### [EXERCISE INSTRUCTIONS]
Repeat the records below exactly as they appear, leaving out any pictures.

[Opening MATERIAL SHOWN section]

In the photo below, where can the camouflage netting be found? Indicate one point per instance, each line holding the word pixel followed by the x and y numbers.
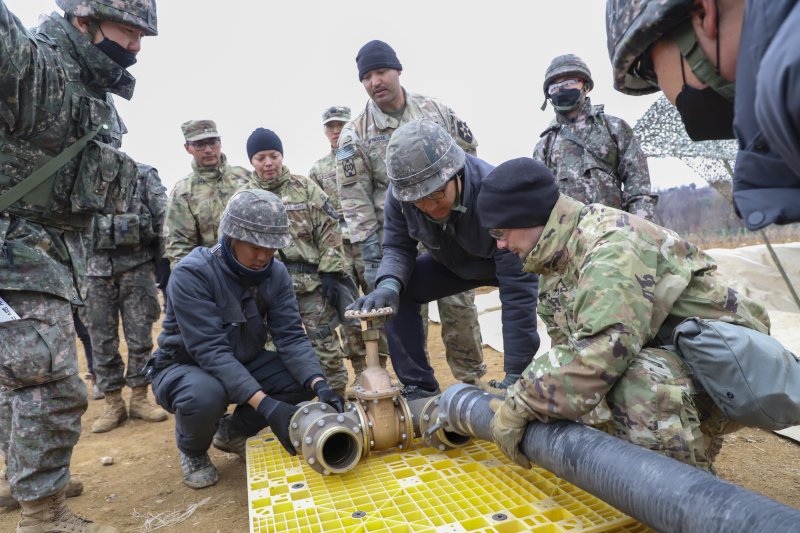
pixel 661 134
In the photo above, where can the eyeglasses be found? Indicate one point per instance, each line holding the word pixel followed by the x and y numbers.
pixel 213 142
pixel 435 195
pixel 644 69
pixel 438 194
pixel 570 83
pixel 498 234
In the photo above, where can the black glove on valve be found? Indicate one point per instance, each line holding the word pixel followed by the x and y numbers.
pixel 337 287
pixel 385 295
pixel 326 395
pixel 278 415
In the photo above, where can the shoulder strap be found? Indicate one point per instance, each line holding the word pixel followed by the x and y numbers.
pixel 25 186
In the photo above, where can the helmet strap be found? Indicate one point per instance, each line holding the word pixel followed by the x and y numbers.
pixel 703 68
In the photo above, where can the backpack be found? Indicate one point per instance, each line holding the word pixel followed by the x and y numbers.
pixel 751 377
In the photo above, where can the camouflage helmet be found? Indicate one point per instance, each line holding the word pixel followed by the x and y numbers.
pixel 137 13
pixel 566 65
pixel 420 158
pixel 632 27
pixel 258 217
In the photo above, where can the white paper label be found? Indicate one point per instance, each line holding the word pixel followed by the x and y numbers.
pixel 7 313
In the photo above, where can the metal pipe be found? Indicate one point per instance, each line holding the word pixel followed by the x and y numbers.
pixel 660 492
pixel 331 442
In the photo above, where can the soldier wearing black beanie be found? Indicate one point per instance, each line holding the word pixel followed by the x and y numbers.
pixel 519 193
pixel 263 139
pixel 376 54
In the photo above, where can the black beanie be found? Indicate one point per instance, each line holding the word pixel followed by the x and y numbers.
pixel 376 54
pixel 263 139
pixel 519 193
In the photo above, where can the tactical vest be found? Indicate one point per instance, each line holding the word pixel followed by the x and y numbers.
pixel 99 180
pixel 128 230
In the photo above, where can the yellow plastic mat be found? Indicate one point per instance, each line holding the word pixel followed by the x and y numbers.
pixel 474 488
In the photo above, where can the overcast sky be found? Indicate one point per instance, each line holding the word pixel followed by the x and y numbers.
pixel 278 65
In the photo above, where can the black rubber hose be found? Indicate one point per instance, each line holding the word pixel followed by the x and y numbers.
pixel 660 492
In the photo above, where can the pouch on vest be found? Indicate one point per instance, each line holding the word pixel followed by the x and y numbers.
pixel 104 232
pixel 126 230
pixel 751 377
pixel 106 178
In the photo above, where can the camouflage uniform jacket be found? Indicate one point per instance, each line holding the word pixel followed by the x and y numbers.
pixel 361 167
pixel 312 221
pixel 609 282
pixel 596 159
pixel 195 206
pixel 324 174
pixel 149 205
pixel 53 90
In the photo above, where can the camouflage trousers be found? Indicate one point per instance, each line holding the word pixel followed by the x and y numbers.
pixel 320 321
pixel 461 335
pixel 656 405
pixel 131 295
pixel 42 397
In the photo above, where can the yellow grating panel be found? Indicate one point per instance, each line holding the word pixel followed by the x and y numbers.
pixel 474 488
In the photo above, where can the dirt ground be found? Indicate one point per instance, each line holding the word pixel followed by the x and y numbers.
pixel 145 478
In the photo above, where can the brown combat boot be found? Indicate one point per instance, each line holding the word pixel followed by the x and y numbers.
pixel 142 407
pixel 114 414
pixel 52 514
pixel 74 488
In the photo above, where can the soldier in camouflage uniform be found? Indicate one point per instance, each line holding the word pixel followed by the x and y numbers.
pixel 594 156
pixel 120 280
pixel 196 202
pixel 55 85
pixel 612 288
pixel 315 259
pixel 361 173
pixel 324 174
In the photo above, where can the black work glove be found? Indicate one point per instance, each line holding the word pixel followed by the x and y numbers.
pixel 337 287
pixel 371 255
pixel 278 415
pixel 380 297
pixel 326 395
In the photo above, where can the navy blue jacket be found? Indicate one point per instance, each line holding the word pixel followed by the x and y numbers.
pixel 467 249
pixel 213 320
pixel 766 183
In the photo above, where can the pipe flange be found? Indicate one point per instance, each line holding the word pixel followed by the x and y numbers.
pixel 434 431
pixel 459 398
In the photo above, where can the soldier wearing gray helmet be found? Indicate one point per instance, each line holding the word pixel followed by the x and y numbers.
pixel 731 69
pixel 433 193
pixel 594 156
pixel 56 83
pixel 223 302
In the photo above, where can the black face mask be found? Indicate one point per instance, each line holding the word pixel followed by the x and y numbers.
pixel 705 114
pixel 116 53
pixel 567 99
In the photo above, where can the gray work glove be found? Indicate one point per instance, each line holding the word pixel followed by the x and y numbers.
pixel 278 415
pixel 507 381
pixel 387 294
pixel 508 428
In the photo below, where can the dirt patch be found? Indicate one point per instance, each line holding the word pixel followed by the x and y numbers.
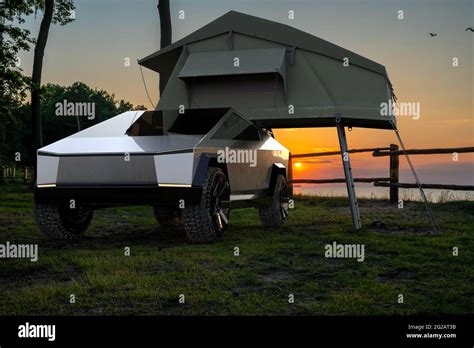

[Closing MATERIAL SHOWN section]

### [TASK RESULT]
In the photo below, where can the camouflage netting be found? Indicate one point per instance, each line holding the word pixel followed by the x and y numbers.
pixel 661 134
In the photo above, where can the eyeglasses be found? Indicate one point per instance, each line holding the word pixel followed by the x and y numbers.
pixel 213 142
pixel 435 195
pixel 644 69
pixel 438 194
pixel 570 83
pixel 498 234
In the photo above, where can the black glove on valve be found? Indicate one point per instance, each line holding the word pixel followed by the x and y numbers.
pixel 337 287
pixel 385 295
pixel 326 395
pixel 278 415
In the photo above, where can the shoulder strap be found? Indicate one point per instance, each line holding the word pixel followed by the x and y numbers.
pixel 25 186
In the photo above, where can the helmet strap be found? Indicate one point per instance, each line holding the word pixel followed by the x and y numbers.
pixel 703 68
In the photo above, where can the backpack be found? Indicate one point per instance, each line holding the word pixel followed by the x and y numbers.
pixel 751 377
In the photo above, where can the camouflage helmet be found? Indicate one point per instance, each line holding the word pixel followed by the x and y numbers.
pixel 137 13
pixel 566 65
pixel 420 158
pixel 632 27
pixel 258 217
In the photo above, where can the white paper label be found? Indicate one point per instance, each line holding the word pixel followed by the x and y numbers.
pixel 7 313
In the photo above, where can the metal pipe be found? Indicate one point per instance, each line holding the word pixel followed by the x and y numbers.
pixel 660 492
pixel 331 442
In the photo above, where can the soldier wearing black beanie be found? Indicate one point per instance, each line holding the word pixel followed by the x and y numbers.
pixel 519 193
pixel 263 139
pixel 376 54
In the photo above, where can the black beanie be found? Indicate one point per instance, each line holding the word pixel followed by the x and y numbers.
pixel 376 54
pixel 263 139
pixel 519 193
In the photo above, where can the tactical vest be found? Indicate one point per instance, each line holding the word pixel followed by the x and y numbers.
pixel 99 180
pixel 128 230
In the photo above, where can the yellow plastic mat be found? Indicate one point per instance, each line holding the word pixel followed by the x and y numbers.
pixel 474 488
In the photo above, where can the overcast sky be found? Indicate one point per instance, each line holding the word pixel followed by the x and y numbers.
pixel 278 65
In the photo above, where can the black rubber hose be found? Indicate one point per instance, each line holding the word pixel followed by the x and y numbers.
pixel 660 492
In the photo above, where can the pouch on vest be found? Indicate one point per instance, each line holding the word pixel followed by the x and y numbers.
pixel 104 232
pixel 126 230
pixel 751 377
pixel 106 178
In the photo above, where can the camouflage uniform jacket be found? Indicate one point per instance, each line holding the word pixel followed by the x and y numbers.
pixel 361 167
pixel 312 221
pixel 609 282
pixel 596 159
pixel 195 206
pixel 324 174
pixel 149 205
pixel 53 90
In the photo above, where can the camouflage trousers be found? Indicate one point per instance, each line holding the word pixel followed by the x and y numbers.
pixel 320 321
pixel 461 335
pixel 656 405
pixel 131 295
pixel 42 397
In the photo above, where can the yellow grating panel be found? Indicate one point per instance, each line holding the word pixel followed by the x and y numbers.
pixel 474 488
In the photo above, where can the dirt ground be found? Indicate one point per instance, each line holding the word pixel followed by the x and y numbers.
pixel 145 478
In the photo above, where can the brown combat boot be found? Indicate one point per instance, each line holding the word pixel followed by the x and y numbers.
pixel 142 407
pixel 114 414
pixel 52 514
pixel 74 488
In the photo above, where can the soldier in camouflage uniform be found? Indicate one point per instance, each line holding the word pixel followed by the x and y numbers.
pixel 594 156
pixel 120 280
pixel 196 202
pixel 55 85
pixel 612 288
pixel 315 259
pixel 361 173
pixel 324 174
In the photo above, where can the black work glove be found? Indicate one point per instance, each line holding the word pixel followed by the x and y numbers.
pixel 337 287
pixel 371 255
pixel 278 415
pixel 380 297
pixel 326 395
In the photo above, where can the navy blue jacket be found? Indicate one point per instance, each line holding the word pixel followed by the x and y numbers.
pixel 467 249
pixel 213 320
pixel 766 183
In the photo above, where can the pipe flange be found? Indicate one point per instance, each line holding the word pixel followed by the x and y numbers.
pixel 434 431
pixel 459 398
In the photo above, where can the soldier wearing gray helmet be found? Indicate one point per instance, each line holding the word pixel followed by the x and y numbers.
pixel 731 69
pixel 433 193
pixel 594 156
pixel 56 83
pixel 223 302
In the photo above, where can the black face mask be found? Indicate one point per instance, each line holding the word pixel followed by the x and y numbers.
pixel 705 114
pixel 116 53
pixel 567 99
In the photo above, where can the gray work glove be found? Indicate one point per instance, each line holding the word pixel followed by the x and y numbers.
pixel 278 415
pixel 507 381
pixel 387 294
pixel 508 428
In the photo below, where can the dirt patch be found? Indicate one point per instance, each line holding the word pixel followed by the x and y numbers.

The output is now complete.